— Start Listing —

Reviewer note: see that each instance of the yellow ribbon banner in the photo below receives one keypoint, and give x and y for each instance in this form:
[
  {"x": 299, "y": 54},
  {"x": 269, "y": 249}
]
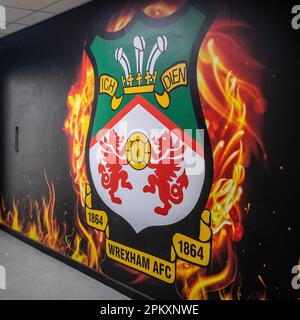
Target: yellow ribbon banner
[
  {"x": 193, "y": 251},
  {"x": 109, "y": 86}
]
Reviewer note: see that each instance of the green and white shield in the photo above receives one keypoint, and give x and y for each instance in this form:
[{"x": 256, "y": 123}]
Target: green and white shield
[{"x": 148, "y": 145}]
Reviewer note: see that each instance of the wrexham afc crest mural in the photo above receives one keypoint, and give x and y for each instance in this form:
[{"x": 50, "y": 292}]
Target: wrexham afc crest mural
[{"x": 148, "y": 153}]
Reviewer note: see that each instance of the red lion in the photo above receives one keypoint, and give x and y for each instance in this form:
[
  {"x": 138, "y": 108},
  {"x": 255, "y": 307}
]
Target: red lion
[
  {"x": 111, "y": 166},
  {"x": 166, "y": 165}
]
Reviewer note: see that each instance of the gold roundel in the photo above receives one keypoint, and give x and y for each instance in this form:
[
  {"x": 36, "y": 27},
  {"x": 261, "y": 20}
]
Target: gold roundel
[{"x": 138, "y": 151}]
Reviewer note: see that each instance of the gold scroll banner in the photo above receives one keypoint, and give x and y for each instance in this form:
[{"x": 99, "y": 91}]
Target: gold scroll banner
[
  {"x": 109, "y": 86},
  {"x": 171, "y": 79},
  {"x": 141, "y": 261},
  {"x": 193, "y": 251},
  {"x": 95, "y": 218}
]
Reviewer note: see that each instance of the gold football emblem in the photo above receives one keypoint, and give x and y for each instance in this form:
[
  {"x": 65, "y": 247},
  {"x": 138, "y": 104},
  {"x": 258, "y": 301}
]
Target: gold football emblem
[{"x": 138, "y": 151}]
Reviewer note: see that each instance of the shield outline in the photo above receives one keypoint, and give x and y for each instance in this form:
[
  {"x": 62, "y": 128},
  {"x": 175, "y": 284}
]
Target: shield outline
[{"x": 197, "y": 106}]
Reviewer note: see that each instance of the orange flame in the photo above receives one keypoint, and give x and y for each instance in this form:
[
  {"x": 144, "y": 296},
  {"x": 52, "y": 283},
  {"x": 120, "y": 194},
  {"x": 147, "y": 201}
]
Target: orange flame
[{"x": 37, "y": 220}]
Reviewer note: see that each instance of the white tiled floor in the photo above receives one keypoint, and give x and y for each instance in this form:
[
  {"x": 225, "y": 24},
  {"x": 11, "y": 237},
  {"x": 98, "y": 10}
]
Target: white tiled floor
[{"x": 23, "y": 13}]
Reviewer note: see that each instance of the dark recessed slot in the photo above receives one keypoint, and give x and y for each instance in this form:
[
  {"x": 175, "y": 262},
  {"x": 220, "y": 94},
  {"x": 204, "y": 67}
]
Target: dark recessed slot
[{"x": 17, "y": 139}]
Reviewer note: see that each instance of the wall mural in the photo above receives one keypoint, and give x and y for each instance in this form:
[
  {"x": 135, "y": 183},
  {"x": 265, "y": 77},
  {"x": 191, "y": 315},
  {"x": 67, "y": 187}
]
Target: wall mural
[{"x": 163, "y": 121}]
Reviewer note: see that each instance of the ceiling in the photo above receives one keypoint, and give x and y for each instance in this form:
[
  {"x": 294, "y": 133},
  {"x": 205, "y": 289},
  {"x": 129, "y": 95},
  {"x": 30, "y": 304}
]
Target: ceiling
[{"x": 21, "y": 14}]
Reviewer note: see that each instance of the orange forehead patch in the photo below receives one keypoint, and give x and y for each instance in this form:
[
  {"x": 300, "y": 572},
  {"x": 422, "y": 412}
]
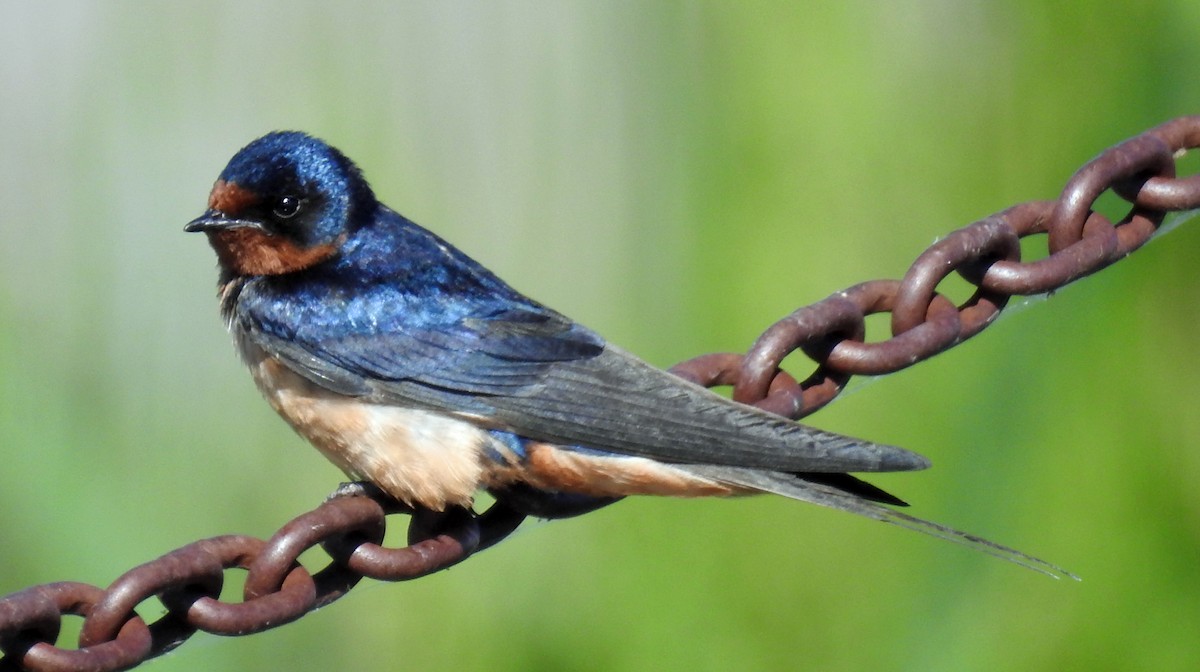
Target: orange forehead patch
[{"x": 231, "y": 198}]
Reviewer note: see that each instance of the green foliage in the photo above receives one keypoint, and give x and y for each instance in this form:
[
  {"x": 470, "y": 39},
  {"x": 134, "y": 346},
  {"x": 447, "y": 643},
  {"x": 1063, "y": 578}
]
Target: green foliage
[{"x": 676, "y": 175}]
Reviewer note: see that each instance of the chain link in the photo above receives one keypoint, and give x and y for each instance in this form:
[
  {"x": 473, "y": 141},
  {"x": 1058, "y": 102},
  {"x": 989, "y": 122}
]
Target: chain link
[{"x": 832, "y": 333}]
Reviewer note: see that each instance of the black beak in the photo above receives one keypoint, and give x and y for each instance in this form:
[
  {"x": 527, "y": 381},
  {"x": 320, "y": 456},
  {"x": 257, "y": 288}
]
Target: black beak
[{"x": 215, "y": 221}]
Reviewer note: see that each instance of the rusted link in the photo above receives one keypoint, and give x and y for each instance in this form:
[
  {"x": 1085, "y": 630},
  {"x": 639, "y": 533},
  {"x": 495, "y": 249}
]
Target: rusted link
[
  {"x": 295, "y": 597},
  {"x": 831, "y": 333}
]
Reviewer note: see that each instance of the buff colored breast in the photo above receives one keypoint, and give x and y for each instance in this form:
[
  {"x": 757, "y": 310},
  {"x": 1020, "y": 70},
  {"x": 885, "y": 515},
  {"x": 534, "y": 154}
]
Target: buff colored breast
[{"x": 417, "y": 456}]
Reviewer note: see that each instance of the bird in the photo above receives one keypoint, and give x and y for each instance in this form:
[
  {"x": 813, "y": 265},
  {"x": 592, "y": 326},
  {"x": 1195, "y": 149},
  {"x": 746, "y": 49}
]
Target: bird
[{"x": 414, "y": 369}]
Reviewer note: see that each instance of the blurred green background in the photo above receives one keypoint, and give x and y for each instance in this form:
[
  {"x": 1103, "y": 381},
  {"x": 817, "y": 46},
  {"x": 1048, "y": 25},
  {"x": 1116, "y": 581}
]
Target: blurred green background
[{"x": 677, "y": 177}]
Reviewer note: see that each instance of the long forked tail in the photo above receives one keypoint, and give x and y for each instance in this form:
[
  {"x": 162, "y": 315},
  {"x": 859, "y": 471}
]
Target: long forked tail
[{"x": 796, "y": 487}]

— End Listing —

> [Task objective]:
Please reproduce all of the lines above word for word, leaving out the pictures.

> [Final result]:
Reviewer note: see that each instance of the yellow ribbon banner in the photo below receives one keypoint, and give x and y for each instance in this form:
[
  {"x": 299, "y": 54},
  {"x": 269, "y": 249}
]
Target: yellow ribbon banner
[
  {"x": 193, "y": 251},
  {"x": 109, "y": 86}
]
Reviewer note: see that each instance of the green and white shield in the photo above receives one keypoint, and give x and y for each instance in this form:
[{"x": 256, "y": 123}]
Target: green and white shield
[{"x": 148, "y": 145}]
Reviewer note: see that each instance of the wrexham afc crest mural in the photo above receives one keypoint, and give x and y for each instance in this form:
[{"x": 50, "y": 292}]
Target: wrexham afc crest mural
[{"x": 148, "y": 153}]
Reviewer note: see that each instance of the red lion in the photo above receives one keypoint, and give x and y for each instance in this form:
[
  {"x": 138, "y": 108},
  {"x": 255, "y": 307}
]
Target: red lion
[
  {"x": 111, "y": 166},
  {"x": 166, "y": 165}
]
Reviewer note: see that each instance of the gold roundel in the photo above receives one keypoint, and give x and y for each instance in this form:
[
  {"x": 36, "y": 27},
  {"x": 261, "y": 20}
]
Target: gold roundel
[{"x": 138, "y": 151}]
Reviewer note: see that each instance of the gold scroll banner in the photo above receives one keypoint, and give x and y for each instance in this form:
[{"x": 99, "y": 91}]
Target: gold scroll banner
[
  {"x": 109, "y": 86},
  {"x": 171, "y": 79},
  {"x": 141, "y": 261},
  {"x": 193, "y": 251},
  {"x": 95, "y": 218}
]
Reviewer note: see that each instance of the gold football emblem in the photo above receives one keypoint, and give x and y for each instance in this form:
[
  {"x": 65, "y": 247},
  {"x": 138, "y": 104},
  {"x": 258, "y": 301}
]
Target: gold football emblem
[{"x": 138, "y": 151}]
Reviewer note: see that each instance of the shield outline in the photo above receives one keypoint, and give x and y for each instance in this form:
[
  {"x": 62, "y": 128},
  {"x": 175, "y": 284}
]
Target: shield outline
[{"x": 197, "y": 106}]
Reviewer note: see that each instance of the orange flame in the photo above receives one keypoint, and give x and y for each instance in this form:
[
  {"x": 144, "y": 296},
  {"x": 52, "y": 283},
  {"x": 120, "y": 194},
  {"x": 147, "y": 201}
]
Target: orange flame
[{"x": 37, "y": 220}]
Reviewer note: see that each instance of the white tiled floor in the photo above receives one keypoint, and give x and y for each instance in this form:
[
  {"x": 225, "y": 24},
  {"x": 11, "y": 237},
  {"x": 98, "y": 10}
]
Target: white tiled floor
[{"x": 23, "y": 13}]
Reviewer note: see that each instance of the dark recessed slot in the photo above receives one keypoint, and give x and y for each instance in this form:
[
  {"x": 175, "y": 262},
  {"x": 220, "y": 94},
  {"x": 204, "y": 67}
]
Target: dark recessed slot
[{"x": 17, "y": 139}]
Reviewer note: see that each instance of the wall mural in the photo above receives one keypoint, and give x and y for each instance in this form:
[
  {"x": 135, "y": 183},
  {"x": 265, "y": 77},
  {"x": 191, "y": 315},
  {"x": 67, "y": 187}
]
Target: wall mural
[{"x": 163, "y": 121}]
Reviewer note: see that each instance of the ceiling in the photo above receives one keypoint, and give x and y for each instance in this form:
[
  {"x": 294, "y": 133},
  {"x": 205, "y": 289},
  {"x": 129, "y": 95},
  {"x": 30, "y": 304}
]
Target: ceiling
[{"x": 21, "y": 14}]
Reviewer note: see that each instance of the orange forehead patch in the photo below receives one keypoint, and give x and y for each instance in this form:
[
  {"x": 300, "y": 572},
  {"x": 422, "y": 412}
]
Target: orange forehead patch
[{"x": 231, "y": 198}]
Reviewer note: see that each instance of the green foliage in the photo above receives one keypoint, and give x and y for each instance in this form:
[
  {"x": 470, "y": 39},
  {"x": 134, "y": 346},
  {"x": 447, "y": 643},
  {"x": 1063, "y": 578}
]
Target: green foliage
[{"x": 676, "y": 175}]
Reviewer note: see that each instance of the chain link in the photo above receives one keypoint, and give x and y for each instance in this form:
[
  {"x": 473, "y": 141},
  {"x": 1058, "y": 102},
  {"x": 989, "y": 122}
]
Target: chain link
[{"x": 832, "y": 333}]
Reviewer note: see that each instance of the black beak in the photo above receives one keypoint, and give x and y for each instance in this form:
[
  {"x": 527, "y": 381},
  {"x": 320, "y": 456},
  {"x": 257, "y": 288}
]
Target: black beak
[{"x": 215, "y": 221}]
Reviewer note: see that each instance of the rusted link in the photo above receives one keypoint, and give x and y for each instance in this form:
[
  {"x": 1085, "y": 630},
  {"x": 639, "y": 533},
  {"x": 495, "y": 249}
]
Target: rusted link
[
  {"x": 295, "y": 597},
  {"x": 831, "y": 333}
]
Reviewer note: see that each instance of the buff colored breast in the photo above receives one keypoint, and give x and y for each instance in this form:
[
  {"x": 757, "y": 310},
  {"x": 1020, "y": 70},
  {"x": 885, "y": 515},
  {"x": 534, "y": 154}
]
Target: buff colored breast
[{"x": 417, "y": 456}]
Reviewer note: see that each instance of the bird in the photo above receives one keypoint, and give x and y for each instance in this form:
[
  {"x": 813, "y": 265},
  {"x": 592, "y": 326},
  {"x": 1195, "y": 149},
  {"x": 746, "y": 49}
]
Target: bird
[{"x": 414, "y": 369}]
Reviewer note: see that each instance of the blurred green background in the photo above receives one keypoint, and give x and y for each instance in this form:
[
  {"x": 1103, "y": 381},
  {"x": 817, "y": 46},
  {"x": 1048, "y": 25},
  {"x": 1116, "y": 581}
]
Target: blurred green background
[{"x": 677, "y": 177}]
Reviewer note: see that each instance of the long forked tail in the photo above receives one keypoint, and give x and y for each instance in this form:
[
  {"x": 162, "y": 315},
  {"x": 859, "y": 471}
]
Target: long forked tail
[{"x": 796, "y": 487}]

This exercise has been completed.